▸ **TEXTE FOURNI**:

❉ L’ambition extrême de l’auteur, alors âgé de 25 ans (qui écrira plus tard le chef-d’oeuvre Le Geste et la parole), le pousse à multiplier les incursions dans un nombre considérable de disciplines (géographie, ethnologie, technologie, préhistoire, orientalisme) qu’il entend coordonner afin d’étudier, en dépit de l’éloignement temporel et du déplacement des milieux climatiques, trois époques d’une même culture du renne en milieu arctique (toundra-taïga) : dans l’Europe du Pléistocène, chez les Eskimos actuels, chez les peuples qui ont domestiqué l’animal. ❉

André Leroi-Gourhan publie son premier livre chez Gallimard en 1936 : La Civilisation du renne. Il n’a que vingt-cinq ans et pas encore de carrière bien tracée. Comment cet auteur précoce parvient-il à mobiliser, au carrefour de disciplines vers lesquelles il s’est tourné il y a très peu de temps, une érudition aussi vaste et à ce point variée ? Notre étonnement grandit lorsque nous apprenons qu’il a quitté l’école à quatorze ans pour être brièvement apprenti dans la bonneterie et l’édition d’art, qu’il a préparé son bac tout seul puis, brûlant alors toutes les étapes, qu’il a obtenu à vingt ans une licence de russe, à vingt-deux une autre de chinois, sans compter le diplôme de fin d’études de l’École d’anthropologie de Paris, fréquentée de 1927 à 1929. L’adolescent autodidacte, curieux d’objets et d’images, se construit autour de sa vingtième année un profil de chercheur aussi méthodique (il accumule d’innombrables fiches) que boulimique. Il commence à donner forme consistante à son goût, qui remonte à l’enfance, pour les sciences naturelles et le passé préhistorique.

Annotations spatiales:
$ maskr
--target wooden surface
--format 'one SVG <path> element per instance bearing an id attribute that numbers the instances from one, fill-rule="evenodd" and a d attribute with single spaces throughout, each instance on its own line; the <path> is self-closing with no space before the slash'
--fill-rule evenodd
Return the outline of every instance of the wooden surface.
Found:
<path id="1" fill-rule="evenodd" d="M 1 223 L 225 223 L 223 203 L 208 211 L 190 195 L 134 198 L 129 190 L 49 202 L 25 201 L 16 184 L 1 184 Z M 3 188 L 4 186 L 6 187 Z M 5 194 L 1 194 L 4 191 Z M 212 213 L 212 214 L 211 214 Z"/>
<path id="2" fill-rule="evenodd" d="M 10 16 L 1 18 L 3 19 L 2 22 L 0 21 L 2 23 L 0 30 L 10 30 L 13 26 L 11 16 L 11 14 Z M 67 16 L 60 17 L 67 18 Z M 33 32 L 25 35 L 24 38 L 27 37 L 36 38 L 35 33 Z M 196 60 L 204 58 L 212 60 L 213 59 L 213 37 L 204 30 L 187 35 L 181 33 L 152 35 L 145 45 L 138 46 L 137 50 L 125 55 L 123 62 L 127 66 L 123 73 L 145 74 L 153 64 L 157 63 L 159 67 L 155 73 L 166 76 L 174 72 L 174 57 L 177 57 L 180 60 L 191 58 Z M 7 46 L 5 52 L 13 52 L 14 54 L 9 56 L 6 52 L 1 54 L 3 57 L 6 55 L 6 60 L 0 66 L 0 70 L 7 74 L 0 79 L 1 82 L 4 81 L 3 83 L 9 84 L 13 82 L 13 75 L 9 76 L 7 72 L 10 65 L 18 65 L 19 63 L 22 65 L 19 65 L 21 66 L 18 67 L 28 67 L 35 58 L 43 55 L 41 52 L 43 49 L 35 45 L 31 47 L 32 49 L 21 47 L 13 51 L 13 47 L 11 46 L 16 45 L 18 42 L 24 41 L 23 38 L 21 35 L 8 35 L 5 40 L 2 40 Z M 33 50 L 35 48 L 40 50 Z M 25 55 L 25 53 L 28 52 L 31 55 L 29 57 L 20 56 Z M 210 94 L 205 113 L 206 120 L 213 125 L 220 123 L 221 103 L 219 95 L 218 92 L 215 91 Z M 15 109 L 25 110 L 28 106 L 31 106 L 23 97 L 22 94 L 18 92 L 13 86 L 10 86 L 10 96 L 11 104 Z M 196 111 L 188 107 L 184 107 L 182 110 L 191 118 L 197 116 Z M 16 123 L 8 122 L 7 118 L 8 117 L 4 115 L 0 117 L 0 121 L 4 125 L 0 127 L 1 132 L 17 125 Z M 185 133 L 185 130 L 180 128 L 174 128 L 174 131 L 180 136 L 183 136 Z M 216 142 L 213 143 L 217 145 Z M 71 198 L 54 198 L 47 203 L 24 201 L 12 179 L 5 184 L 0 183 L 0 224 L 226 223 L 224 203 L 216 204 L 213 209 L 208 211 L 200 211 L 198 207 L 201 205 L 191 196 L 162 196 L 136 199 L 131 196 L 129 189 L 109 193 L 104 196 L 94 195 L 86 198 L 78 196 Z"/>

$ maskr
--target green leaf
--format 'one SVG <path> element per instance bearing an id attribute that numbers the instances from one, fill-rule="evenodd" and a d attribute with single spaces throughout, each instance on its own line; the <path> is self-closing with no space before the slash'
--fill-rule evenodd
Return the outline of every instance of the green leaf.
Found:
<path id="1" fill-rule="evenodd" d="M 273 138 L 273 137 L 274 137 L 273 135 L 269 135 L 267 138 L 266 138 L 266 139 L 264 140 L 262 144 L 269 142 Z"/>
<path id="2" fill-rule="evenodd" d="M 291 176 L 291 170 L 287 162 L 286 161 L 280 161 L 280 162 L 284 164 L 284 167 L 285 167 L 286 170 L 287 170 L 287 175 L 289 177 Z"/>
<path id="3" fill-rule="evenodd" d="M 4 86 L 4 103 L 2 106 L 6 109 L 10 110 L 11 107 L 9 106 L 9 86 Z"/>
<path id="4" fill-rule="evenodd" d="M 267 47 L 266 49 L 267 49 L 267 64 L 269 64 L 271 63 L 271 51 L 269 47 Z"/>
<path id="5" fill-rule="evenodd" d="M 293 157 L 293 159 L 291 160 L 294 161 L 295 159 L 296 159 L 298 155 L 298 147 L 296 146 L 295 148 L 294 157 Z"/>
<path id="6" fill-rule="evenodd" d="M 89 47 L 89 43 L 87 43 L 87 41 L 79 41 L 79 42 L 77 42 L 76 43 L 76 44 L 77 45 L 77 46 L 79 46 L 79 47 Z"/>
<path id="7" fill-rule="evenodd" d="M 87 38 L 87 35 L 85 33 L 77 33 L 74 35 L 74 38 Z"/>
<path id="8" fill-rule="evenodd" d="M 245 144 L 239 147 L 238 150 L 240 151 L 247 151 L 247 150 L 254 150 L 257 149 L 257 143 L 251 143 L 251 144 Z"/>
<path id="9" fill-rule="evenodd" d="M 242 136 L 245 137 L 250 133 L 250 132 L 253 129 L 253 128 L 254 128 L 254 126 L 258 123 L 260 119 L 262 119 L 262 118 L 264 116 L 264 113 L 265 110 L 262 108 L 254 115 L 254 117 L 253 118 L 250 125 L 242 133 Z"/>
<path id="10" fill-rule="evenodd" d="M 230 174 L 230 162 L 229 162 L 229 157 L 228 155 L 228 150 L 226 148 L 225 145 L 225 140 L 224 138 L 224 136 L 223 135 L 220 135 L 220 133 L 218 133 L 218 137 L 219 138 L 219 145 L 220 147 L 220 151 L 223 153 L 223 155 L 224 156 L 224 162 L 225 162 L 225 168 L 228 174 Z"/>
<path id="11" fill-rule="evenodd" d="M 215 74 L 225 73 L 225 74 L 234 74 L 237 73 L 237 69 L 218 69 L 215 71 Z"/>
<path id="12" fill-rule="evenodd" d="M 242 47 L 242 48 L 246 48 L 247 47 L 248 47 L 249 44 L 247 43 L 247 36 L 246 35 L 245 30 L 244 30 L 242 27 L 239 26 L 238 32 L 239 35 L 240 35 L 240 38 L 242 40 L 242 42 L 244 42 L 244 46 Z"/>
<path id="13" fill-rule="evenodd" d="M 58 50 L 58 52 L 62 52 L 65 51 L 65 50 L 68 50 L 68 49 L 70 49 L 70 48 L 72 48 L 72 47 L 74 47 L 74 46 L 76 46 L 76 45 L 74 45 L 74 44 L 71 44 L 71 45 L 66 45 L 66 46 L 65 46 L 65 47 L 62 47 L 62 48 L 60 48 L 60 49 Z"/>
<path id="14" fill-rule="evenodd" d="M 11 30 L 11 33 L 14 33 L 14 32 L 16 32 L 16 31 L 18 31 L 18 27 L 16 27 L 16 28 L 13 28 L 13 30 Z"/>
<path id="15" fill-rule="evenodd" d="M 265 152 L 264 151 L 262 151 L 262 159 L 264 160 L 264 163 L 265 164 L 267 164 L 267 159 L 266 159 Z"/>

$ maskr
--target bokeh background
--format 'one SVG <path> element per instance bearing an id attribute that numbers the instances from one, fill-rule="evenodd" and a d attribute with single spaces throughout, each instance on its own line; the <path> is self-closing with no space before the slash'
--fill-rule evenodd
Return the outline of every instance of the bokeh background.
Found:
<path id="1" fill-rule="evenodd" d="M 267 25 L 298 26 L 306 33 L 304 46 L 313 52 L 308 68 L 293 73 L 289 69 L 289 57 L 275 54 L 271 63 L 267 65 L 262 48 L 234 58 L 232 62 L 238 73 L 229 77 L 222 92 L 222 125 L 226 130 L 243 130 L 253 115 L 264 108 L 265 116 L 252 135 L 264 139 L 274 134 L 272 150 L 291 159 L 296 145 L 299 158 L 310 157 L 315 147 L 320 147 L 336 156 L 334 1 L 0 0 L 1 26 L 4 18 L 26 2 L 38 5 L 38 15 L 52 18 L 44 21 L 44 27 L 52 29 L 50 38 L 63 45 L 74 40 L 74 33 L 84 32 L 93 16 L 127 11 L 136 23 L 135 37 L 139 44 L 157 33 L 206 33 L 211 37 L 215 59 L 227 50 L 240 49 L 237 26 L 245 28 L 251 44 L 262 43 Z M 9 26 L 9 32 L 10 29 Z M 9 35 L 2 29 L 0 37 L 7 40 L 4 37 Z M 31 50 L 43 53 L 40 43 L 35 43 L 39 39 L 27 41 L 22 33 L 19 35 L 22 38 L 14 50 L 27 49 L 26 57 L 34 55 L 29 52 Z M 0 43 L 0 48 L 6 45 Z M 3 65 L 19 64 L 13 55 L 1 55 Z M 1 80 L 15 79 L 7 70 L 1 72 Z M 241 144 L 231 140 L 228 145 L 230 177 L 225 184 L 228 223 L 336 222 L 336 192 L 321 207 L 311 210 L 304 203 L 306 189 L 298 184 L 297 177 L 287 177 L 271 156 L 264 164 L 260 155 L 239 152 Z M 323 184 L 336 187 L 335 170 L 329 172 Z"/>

▸ **TRAVAIL À FAIRE**:
a – Selon le texte sur André Leroi-Gourhan, en quelle année son premier livre, La Civilisation du renne, a-t-il paru ?
b – Poursuivez le texte sur les débuts d'André Leroi-Gourhan après sa dernière phrase.

▸ **RÉPONSES**:
a – En 1936.

b –
La chance le favorise, il le reconnaît lui-même, dans cette rapide mutation de son personnage. Il bénéficie de la bienveillance attentive de quatre hommes exceptionnels, qui l’orientent et l’instruisent sur son désir : Paul Boyer, administrateur de l’École des langues orientales (« un pêcheur d’hommes » dira-t-il), le sinologue Marcel Granet, l’ethnologue Marcel Mauss et Paul Rivet, le directeur du Trocadéro. Le jeune homme assoiffé d’action autant et plus que de science s’intègre à une équipe d’étudiants bénévoles qui se chargent de réorganiser les collections du futur musée de l’Homme. Leroi-Gourhan s’occupe spécialement du fonds arctique et mène à bien une exposition sur les Eskimos. Parallèlement, il fait des conférences au musée Guimet et publie dans la Revue des Arts asiatiques. C’est ainsi que sous l’autorité de deux maîtres éminents, Granet et Mauss, André Leroi-Gourhan fortifie, entre muséologie et ethnologie, d’abord nettement sous le signe des langues et des objets de l’Extrême-Orient, une ambition anthropologique totale : elle se dessine assez nettement dans ce premier essai d’unification heuristique qu’est La Civilisation du renne ; elle restera la marque de notre auteur, apposée sur tous les aspects de son œuvre. (…)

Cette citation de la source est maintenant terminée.